Set down, word for word, the passage of the Type 1 SCD text below that runs from "We will be using" up to and including "conn=engine.connect()".

- [TEXT TO READ]
>> Start
### Type 1 SCD (Overwriting):
- Behavior: The old data is overwritten with the new data. No history is kept.
- Use Case: When the data changes are minor or non-critical, and you don't need to track historical changes.

Example: If a customer's address changes, the new address simply replaces the old one in the table.

#

#### Connecting to SQL Server

We will be using SQLAlchemy to connect to Sql Server

In [2]:
import pandas as pd
import sqlalchemy as sal

In [3]:
# removed sql server details for security purpose
connection_string = ('mssql://<sql server _name>\SQLEXPRESS/<database_name>?driver=ODBC+DRIVER+17+FOR+SQL+SERVER')
engine = sal.create_engine(connection_string)
conn=engine.connect()

#

In [110]:
# Create a target table in sql server name produts
    # create table products(
    #     product_id int,
    #     product_name varchar(100),
    #     price double
    # )

# Source file name products is there with 2 records for the first time
    # product_id,product_name,price
    # 1,'HP Pro Notebook',80000
    # 2,'Iphpone 15',70000

# Source file will comes with new/updated record for the 2nd time
    # product_id,product_name,price
    # 1,'HP Pro Notebook',95000
    # 3,'Lenovo Thinkpad',50000
  # The new records will be inserted and updated records values will be updated in the target table

#

#### Functions to Implement Type 1 SCD

In [4]:
# function for to extract the data
def extract():
    products_df = pd.read_csv('products.csv')
>> End
- [GIVEN RECORDS]
>> Start
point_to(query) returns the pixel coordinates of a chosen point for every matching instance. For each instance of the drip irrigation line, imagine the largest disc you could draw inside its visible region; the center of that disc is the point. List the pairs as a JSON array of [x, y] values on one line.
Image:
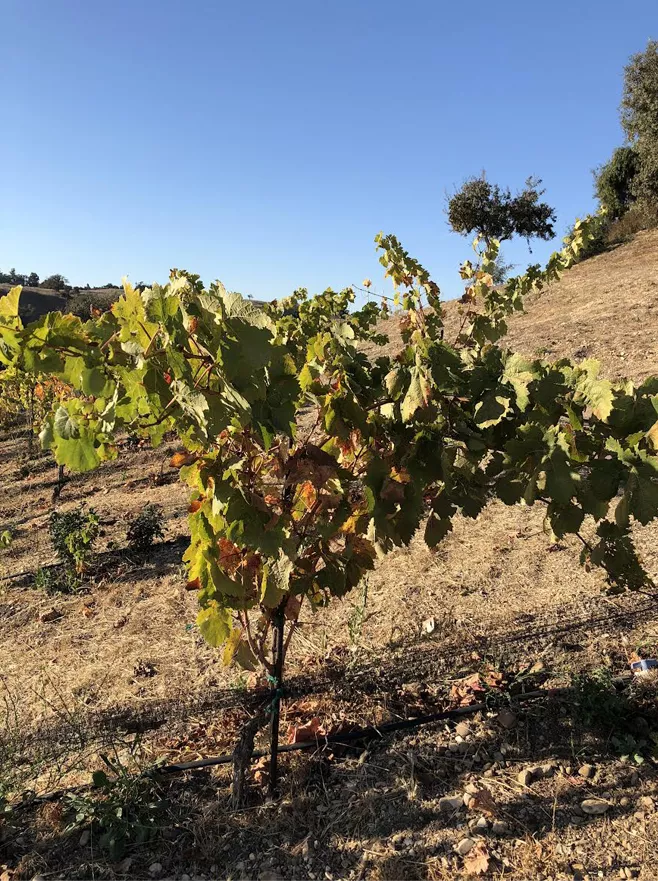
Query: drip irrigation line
[[367, 733]]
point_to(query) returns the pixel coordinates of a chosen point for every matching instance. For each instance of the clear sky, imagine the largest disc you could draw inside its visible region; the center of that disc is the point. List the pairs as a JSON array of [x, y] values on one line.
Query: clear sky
>> End
- [FULL RESPONSE]
We will be using SQLAlchemy to connect to Sql Server

In [2]:
import pandas as pd
import sqlalchemy as sal

In [3]:
# removed sql server details for security purpose
connection_string = ('mssql://<sql server _name>\SQLEXPRESS/<database_name>?driver=ODBC+DRIVER+17+FOR+SQL+SERVER')
engine = sal.create_engine(connection_string)
conn=engine.connect()